**Task**
Copy every line from the data below in which the string "umbrella" can be found.

(Data entries)
______

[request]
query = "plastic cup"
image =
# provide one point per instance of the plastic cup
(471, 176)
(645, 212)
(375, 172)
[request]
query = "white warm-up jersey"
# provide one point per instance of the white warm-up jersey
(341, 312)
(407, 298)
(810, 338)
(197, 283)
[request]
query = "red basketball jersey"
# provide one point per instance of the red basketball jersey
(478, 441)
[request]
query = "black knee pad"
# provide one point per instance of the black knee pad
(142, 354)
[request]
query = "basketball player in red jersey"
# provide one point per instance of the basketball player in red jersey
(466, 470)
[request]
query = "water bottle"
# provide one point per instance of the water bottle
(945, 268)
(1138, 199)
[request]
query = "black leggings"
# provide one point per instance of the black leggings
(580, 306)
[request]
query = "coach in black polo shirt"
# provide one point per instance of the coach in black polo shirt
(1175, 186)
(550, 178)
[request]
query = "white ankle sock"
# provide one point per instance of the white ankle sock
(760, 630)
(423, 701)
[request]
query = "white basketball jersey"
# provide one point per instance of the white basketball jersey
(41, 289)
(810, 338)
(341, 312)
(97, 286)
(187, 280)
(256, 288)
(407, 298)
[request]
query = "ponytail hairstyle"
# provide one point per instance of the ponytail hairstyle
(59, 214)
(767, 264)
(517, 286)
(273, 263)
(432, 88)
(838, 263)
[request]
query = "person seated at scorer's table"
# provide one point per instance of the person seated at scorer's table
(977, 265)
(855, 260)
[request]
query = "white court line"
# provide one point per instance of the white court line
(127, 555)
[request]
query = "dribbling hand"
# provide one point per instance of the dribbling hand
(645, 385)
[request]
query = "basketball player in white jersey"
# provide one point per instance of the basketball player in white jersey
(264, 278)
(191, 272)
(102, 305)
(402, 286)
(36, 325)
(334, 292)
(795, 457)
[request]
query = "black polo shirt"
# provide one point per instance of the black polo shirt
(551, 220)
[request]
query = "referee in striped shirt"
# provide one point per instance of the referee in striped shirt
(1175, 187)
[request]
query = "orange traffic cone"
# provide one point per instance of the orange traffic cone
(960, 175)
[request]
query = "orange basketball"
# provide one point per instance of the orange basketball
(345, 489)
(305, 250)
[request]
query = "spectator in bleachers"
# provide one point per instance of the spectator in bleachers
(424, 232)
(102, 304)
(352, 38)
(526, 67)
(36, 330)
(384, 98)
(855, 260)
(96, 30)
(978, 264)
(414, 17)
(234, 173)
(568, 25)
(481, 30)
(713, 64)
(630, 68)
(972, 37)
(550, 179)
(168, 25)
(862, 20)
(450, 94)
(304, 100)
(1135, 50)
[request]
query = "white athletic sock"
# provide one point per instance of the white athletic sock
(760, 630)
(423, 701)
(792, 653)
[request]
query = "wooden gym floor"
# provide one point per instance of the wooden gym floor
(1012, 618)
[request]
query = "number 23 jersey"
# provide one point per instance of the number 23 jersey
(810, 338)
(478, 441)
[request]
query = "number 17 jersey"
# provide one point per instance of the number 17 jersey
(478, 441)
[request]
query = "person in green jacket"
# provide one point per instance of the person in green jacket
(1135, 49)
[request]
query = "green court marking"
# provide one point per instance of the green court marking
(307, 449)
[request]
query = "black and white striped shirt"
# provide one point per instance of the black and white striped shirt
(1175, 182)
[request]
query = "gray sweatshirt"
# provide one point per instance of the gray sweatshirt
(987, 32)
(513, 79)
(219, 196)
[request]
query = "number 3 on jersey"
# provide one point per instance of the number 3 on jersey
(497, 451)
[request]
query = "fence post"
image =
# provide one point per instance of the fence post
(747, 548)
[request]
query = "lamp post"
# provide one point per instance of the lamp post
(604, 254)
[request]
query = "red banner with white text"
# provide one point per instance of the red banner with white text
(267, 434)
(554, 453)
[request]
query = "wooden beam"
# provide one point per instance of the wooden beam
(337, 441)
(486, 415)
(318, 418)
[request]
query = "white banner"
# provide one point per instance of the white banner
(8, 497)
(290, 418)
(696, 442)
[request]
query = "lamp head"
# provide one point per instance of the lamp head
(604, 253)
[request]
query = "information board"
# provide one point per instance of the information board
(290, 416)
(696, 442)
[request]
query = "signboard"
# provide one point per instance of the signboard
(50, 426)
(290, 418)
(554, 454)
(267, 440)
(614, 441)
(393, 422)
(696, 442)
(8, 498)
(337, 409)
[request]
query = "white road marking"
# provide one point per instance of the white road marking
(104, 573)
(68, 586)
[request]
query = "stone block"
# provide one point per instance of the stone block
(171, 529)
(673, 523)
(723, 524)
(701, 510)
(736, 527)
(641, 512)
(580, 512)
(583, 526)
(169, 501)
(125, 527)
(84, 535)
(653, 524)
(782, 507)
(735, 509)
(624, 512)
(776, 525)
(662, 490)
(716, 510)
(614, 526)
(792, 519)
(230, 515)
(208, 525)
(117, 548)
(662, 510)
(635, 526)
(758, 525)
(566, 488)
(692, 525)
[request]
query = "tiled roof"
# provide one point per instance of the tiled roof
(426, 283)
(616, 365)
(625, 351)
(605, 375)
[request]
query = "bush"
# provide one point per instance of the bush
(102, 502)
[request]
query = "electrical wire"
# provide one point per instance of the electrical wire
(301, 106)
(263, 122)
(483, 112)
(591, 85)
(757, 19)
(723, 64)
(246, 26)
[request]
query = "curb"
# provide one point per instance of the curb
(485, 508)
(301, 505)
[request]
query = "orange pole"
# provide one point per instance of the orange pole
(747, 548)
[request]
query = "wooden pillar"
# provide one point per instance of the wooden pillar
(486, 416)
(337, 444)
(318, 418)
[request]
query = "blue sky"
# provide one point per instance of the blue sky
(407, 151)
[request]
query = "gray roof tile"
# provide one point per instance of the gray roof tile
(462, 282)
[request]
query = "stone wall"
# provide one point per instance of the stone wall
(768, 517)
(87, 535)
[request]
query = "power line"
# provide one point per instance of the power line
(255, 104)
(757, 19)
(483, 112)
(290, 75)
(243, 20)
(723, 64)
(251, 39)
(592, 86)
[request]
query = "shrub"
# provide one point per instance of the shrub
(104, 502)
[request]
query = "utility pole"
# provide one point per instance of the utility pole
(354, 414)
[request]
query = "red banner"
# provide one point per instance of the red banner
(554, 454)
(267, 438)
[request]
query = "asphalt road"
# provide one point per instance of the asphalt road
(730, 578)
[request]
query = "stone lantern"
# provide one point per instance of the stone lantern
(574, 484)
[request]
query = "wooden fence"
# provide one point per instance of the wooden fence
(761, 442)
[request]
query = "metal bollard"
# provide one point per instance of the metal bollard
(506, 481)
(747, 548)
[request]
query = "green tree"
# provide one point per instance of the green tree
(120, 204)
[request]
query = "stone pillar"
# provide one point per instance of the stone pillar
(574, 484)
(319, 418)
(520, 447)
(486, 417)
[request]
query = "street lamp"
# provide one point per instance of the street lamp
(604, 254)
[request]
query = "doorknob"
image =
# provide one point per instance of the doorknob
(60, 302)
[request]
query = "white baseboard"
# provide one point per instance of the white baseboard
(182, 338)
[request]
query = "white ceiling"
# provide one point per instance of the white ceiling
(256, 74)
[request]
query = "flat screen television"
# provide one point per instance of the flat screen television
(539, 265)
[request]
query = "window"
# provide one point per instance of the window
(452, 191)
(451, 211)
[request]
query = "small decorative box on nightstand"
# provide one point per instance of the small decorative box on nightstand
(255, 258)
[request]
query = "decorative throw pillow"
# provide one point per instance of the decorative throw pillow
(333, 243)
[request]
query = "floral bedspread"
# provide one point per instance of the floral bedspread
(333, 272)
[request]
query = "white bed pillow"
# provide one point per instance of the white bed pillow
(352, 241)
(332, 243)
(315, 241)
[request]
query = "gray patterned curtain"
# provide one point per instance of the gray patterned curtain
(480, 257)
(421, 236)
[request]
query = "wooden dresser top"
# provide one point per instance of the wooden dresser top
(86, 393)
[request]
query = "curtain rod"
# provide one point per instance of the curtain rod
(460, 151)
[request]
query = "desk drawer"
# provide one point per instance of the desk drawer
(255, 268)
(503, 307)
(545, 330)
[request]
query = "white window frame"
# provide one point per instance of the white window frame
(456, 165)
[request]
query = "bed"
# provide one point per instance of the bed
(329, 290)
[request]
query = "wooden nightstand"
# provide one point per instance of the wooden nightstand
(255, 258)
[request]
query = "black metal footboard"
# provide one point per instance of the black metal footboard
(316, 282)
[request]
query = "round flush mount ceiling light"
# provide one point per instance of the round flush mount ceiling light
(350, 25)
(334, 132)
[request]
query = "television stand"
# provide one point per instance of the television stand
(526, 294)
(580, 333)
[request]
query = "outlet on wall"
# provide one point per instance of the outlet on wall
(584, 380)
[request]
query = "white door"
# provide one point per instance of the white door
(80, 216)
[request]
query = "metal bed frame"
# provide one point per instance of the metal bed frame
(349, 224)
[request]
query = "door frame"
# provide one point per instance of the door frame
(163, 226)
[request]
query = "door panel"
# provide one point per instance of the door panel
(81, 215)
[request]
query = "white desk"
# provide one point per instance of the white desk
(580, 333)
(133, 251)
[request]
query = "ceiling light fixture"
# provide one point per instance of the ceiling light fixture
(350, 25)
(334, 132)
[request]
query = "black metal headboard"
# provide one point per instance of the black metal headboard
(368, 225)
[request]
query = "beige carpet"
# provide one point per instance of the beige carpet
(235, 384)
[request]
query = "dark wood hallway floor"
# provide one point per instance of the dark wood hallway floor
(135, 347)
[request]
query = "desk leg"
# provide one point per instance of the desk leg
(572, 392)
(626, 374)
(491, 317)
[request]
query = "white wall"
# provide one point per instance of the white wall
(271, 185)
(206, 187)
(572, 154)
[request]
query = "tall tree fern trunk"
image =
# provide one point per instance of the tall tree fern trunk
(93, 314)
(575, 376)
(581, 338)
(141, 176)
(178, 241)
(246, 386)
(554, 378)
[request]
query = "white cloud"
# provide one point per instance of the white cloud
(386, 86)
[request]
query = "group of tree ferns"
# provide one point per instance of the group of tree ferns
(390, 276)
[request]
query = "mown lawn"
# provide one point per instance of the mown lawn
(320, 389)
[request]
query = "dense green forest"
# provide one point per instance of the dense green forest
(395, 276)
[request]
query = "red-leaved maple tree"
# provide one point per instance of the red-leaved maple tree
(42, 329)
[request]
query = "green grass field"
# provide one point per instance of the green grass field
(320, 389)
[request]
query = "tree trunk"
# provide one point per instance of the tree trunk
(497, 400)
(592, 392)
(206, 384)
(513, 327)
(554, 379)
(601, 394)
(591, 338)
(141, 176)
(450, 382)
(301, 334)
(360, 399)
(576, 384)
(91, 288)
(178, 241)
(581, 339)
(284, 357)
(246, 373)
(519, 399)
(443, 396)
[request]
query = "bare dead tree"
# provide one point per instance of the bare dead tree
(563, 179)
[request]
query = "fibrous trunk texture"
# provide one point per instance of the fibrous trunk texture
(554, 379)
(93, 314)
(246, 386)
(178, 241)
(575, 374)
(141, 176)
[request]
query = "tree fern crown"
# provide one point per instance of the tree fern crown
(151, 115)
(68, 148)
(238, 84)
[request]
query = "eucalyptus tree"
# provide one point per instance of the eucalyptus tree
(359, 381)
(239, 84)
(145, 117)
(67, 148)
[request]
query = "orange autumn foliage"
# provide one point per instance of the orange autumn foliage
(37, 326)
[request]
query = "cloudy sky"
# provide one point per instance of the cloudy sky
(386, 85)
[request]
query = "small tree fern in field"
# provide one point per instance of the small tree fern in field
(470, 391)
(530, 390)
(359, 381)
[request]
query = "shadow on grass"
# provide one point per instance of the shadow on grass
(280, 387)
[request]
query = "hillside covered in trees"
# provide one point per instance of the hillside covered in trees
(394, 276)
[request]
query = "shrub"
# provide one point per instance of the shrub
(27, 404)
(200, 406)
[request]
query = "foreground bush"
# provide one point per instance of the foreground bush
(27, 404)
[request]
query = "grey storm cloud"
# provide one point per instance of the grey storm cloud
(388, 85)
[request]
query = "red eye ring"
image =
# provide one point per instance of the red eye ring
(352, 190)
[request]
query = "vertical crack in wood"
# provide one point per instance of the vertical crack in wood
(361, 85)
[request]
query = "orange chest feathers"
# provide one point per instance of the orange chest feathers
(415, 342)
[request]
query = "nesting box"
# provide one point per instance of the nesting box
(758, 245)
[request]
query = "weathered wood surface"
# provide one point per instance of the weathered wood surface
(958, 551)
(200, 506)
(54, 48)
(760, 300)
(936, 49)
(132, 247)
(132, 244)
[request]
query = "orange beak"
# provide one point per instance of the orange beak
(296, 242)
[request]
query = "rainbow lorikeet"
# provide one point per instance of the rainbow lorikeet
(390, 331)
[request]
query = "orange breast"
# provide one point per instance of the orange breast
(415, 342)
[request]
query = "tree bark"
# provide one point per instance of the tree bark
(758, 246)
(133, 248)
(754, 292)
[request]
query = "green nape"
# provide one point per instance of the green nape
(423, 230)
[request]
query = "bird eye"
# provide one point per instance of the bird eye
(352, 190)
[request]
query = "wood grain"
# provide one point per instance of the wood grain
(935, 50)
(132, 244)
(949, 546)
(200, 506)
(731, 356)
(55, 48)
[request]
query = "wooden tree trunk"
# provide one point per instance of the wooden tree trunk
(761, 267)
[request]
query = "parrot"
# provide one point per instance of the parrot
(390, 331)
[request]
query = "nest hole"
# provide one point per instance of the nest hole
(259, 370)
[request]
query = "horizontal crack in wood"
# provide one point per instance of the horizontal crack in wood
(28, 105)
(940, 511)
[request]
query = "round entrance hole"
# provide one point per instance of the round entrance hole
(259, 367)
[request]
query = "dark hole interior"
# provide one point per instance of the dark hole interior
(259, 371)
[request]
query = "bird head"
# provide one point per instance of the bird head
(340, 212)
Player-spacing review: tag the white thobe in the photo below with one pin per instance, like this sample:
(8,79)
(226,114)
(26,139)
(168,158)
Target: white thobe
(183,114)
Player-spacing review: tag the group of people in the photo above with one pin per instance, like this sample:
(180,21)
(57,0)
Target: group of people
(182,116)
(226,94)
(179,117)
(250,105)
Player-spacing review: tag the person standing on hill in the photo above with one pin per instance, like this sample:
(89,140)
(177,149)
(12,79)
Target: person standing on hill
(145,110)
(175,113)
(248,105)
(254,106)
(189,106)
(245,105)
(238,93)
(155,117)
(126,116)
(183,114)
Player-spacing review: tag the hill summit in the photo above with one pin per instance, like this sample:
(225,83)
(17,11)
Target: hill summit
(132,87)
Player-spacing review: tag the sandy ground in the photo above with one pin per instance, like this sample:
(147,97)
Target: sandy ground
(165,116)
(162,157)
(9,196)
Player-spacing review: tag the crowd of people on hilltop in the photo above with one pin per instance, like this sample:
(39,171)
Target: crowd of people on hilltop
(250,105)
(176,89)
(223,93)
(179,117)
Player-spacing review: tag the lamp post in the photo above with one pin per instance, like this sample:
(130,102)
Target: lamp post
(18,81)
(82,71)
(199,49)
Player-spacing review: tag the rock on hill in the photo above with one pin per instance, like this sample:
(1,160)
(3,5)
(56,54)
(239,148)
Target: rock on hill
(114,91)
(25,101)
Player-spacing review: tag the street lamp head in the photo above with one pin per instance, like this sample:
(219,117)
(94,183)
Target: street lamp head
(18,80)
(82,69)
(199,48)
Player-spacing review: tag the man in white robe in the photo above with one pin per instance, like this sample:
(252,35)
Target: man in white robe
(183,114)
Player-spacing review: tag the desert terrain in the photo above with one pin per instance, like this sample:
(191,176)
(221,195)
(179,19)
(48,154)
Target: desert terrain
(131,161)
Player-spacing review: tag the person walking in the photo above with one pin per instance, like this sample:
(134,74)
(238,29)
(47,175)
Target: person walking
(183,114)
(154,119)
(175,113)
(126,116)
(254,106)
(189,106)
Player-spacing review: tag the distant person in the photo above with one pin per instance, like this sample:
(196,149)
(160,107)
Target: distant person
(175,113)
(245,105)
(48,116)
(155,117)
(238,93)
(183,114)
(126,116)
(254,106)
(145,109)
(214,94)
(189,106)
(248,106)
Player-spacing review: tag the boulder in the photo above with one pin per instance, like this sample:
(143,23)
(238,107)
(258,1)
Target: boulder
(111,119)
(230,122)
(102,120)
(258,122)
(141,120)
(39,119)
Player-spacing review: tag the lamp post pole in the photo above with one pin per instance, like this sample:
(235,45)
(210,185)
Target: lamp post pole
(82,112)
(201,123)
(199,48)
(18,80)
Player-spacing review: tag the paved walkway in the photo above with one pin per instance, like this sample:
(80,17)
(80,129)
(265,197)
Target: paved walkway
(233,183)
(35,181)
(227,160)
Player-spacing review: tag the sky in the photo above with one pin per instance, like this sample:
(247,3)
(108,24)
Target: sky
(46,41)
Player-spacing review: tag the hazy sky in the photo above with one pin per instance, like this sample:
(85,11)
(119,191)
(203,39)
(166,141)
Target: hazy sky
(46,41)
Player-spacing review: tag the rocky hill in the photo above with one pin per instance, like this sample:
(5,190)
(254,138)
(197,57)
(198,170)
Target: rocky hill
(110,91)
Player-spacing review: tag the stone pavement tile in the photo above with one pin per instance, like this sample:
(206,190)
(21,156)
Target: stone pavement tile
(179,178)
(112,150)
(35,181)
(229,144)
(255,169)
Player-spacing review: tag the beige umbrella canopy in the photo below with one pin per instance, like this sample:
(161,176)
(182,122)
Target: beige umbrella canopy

______

**Solution to this task**
Player-spacing review: tag the beige umbrella canopy in the photo below with one pin per instance, like this sample:
Target: beige umbrella canopy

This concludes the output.